■ What to do
1. Answer these questions from the article on consulting offers, giving each answer on its own line with the matching letter.
(a) What happens to what you can charge as you offer more services?
(b) What universal basis does the article give for its structure working across regions?
(c) What three things does a premium promise spell out?
2. Pick up the article on consulting offers right after its last sentence and write the next part.

■ Source document
- - - - -
Early January has a funny pattern.

Executives who have spent decades making complex things happen suddenly sit down with a blank page, consider what they could offer as an independent consultant and try to answer one simple question:

“What could I offer?”

So they do what high performers always do under uncertainty.

They create a list.
Strategy.
Operations.
Transformation.
Leadership.
Sales.
Change.
Coaching.
Workshops.
Interim.

And then they bundle the list into an “offer.”

It sounds reasonable.
It is also the fastest way to sound like everyone else.

But here is the problem:
The more services you offer, the less you can charge.

Not because you are less capable.
Because the market cannot tell what you are for.

And when clients cannot tell, they do what clients always do:

  • They compare you to cheaper alternatives.
  • They negotiate your price.
  • They turn your work into hourly scope.

If you want 2026 to be the year you get started or reshaping your business to get paid like a premium expert, the goal is not to expand what you offer.

The goal is to compress it into one clear outcome.


Why "more services" lowers your price

When you offer a broad menu, you force the client to do extra work:

They have to decide what they need.
They have to guess what will work.
They have to manage the risk.
And if the client is doing that work, you are no longer the expert. You are a vendor.

Premium pricing appears when the client feels:

“This person understands my situation.”
“This is a proven path.”
“The scope is clear.”
“The outcome is worth it.”

Breadth rarely creates that feeling.
Clarity does.


The alternative: one problem, one promise, one process

Here is a structure that works across Europe, the USA, Asia, and LATAM because it is based on something universal: decision-making under risk.

1) One problem (make it expensive)

Pick one true problem you have solved repeatedly and that costs real money, time, reputation, or opportunity.

Examples (generic on purpose):

A leadership transition that goes wrong.
A transformation that stalls.
A commercial engine that is not working.
A team that executes but does not align.

If the problem is not expensive, the client will not pay a premium to solve it.

2) One promise (make it specific) 

A premium promise is not “I can help.”

It is: what changes,
by when, and what “done” looks like.
- - - - -
■ Available data
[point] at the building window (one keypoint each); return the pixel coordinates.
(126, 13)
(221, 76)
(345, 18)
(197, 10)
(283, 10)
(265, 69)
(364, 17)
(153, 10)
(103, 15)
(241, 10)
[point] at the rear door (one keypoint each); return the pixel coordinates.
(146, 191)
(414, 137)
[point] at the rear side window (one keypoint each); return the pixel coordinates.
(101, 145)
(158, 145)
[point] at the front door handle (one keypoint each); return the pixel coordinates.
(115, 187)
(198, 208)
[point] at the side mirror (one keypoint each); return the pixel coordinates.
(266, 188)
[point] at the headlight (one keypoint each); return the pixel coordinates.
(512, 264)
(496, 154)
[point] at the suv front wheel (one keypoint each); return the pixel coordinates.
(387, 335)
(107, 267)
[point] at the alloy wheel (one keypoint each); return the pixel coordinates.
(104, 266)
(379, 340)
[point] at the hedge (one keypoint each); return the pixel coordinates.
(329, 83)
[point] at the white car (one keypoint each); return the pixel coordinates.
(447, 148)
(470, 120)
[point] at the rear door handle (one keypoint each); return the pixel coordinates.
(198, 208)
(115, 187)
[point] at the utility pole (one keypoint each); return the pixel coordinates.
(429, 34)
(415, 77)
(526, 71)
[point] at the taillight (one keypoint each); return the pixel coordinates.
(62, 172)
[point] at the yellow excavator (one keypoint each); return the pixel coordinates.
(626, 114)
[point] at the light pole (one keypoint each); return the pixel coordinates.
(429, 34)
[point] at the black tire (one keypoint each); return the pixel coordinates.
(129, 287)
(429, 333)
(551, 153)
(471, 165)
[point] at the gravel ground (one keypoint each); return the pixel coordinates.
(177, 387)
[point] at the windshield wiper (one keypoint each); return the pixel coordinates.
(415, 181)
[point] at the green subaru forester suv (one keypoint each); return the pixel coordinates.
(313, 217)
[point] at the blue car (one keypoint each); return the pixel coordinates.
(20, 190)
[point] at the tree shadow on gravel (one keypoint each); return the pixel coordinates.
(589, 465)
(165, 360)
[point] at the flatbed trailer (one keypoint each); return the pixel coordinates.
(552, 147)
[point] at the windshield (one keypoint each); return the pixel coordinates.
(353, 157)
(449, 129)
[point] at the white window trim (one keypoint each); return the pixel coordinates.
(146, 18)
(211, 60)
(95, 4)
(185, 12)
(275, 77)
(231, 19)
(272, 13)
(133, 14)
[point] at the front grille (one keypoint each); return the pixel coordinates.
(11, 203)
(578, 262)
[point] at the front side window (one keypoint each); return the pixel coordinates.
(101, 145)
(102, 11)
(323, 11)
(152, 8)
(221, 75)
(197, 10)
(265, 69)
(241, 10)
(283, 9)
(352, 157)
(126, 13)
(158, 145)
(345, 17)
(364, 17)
- - - - -
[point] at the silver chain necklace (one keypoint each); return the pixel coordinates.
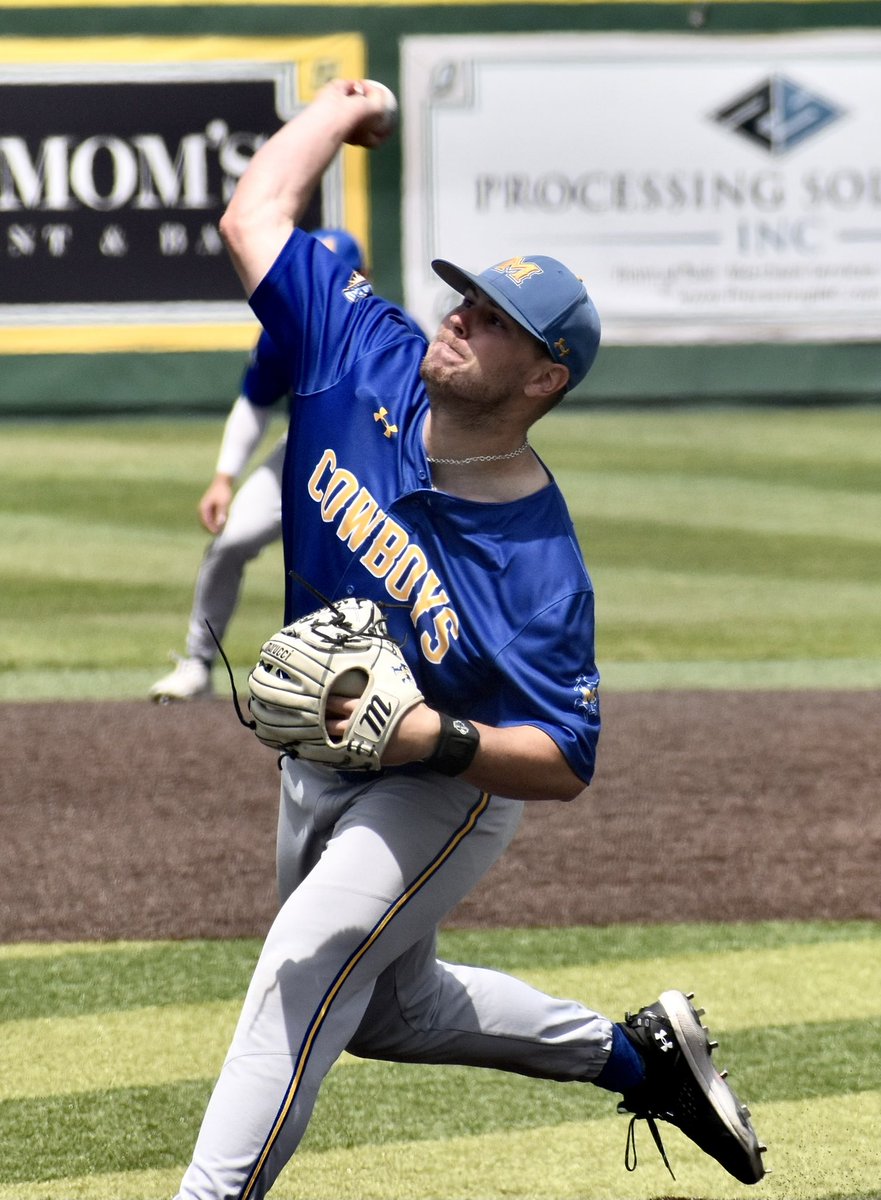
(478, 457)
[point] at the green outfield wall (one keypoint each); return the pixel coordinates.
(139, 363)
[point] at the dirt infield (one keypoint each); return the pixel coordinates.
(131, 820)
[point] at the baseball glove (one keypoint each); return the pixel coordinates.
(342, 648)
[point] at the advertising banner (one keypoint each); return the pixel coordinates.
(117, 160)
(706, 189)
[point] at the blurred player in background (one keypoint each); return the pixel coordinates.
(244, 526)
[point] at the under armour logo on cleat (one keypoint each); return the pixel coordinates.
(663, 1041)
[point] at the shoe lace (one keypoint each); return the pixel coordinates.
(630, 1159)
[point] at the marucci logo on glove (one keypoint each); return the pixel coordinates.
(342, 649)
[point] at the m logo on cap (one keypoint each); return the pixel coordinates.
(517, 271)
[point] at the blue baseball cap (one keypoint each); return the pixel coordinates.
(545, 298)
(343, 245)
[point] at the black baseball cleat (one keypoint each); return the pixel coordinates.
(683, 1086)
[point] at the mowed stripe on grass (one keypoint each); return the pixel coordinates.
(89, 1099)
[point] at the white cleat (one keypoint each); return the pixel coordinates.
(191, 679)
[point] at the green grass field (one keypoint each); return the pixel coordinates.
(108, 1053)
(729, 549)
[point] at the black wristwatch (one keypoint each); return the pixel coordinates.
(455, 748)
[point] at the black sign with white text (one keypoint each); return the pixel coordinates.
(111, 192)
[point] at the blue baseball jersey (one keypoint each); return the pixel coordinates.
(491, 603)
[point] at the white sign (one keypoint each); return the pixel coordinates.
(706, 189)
- - - - -
■ Answers in order
1.
(a) The more services you offer, the less you can charge.
(b) It is based on decision-making under risk.
(c) What changes, by when, and what "done" looks like.

2.
Examples:

“In 30 days, we align the top team around three priorities and a decision cadence.”

“In 6 weeks, we rebuild the go-to-market narrative and pipeline plan for Q2.”

Specificity creates trust.

3) One process (make it feel safe)

Clients pay for certainty.
Your process is certainty.
Write it in 3 to 5 steps.

Example:

Diagnose
Decide
Design
Implement
Embed

Do not over-explain. Make it easy to picture.


The "one-page offer" templates 

If you’ve ever thought:
“I know I can help… but I struggle to explain how,”
this is for you.

I’m sharing my One-Page Offer Framework. The same template I use with senior executives to turn decades of experience into a clear, client-ready offer.

Fill this in. Do not try to make it perfect.

👉 Download the template:

https://docs.google.com/document/d/1zvVeSaCfIyVDkylutRBPTv7ExAX9V6BXxJezRkectEE/edit?usp=sharing


Two rules that protect your price

  1. Do not sell time. Sell an outcome.

Time is always negotiable.

Outcomes are not.

  1. Do not sell optionality. Sell a decision.

Most executives try to keep doors open.

A premium offer does the opposite: it closes doors on purpose.
That is what makes it believable.


A simple commitment for the next 7 days 

If you do one thing this week, do this:

Draft your offer using the template above.

Remove 80% of what you listed as “services.”

Turn the remaining 20% into one clear promise.

If you feel resistance, that is a good sign.

Resistance usually means you are leaving the comfort zone of being “broadly competent” and stepping into being “clearly chosen.”

Talk soon,
Dieter


Don't forget: your excuses are someone else's opportunities.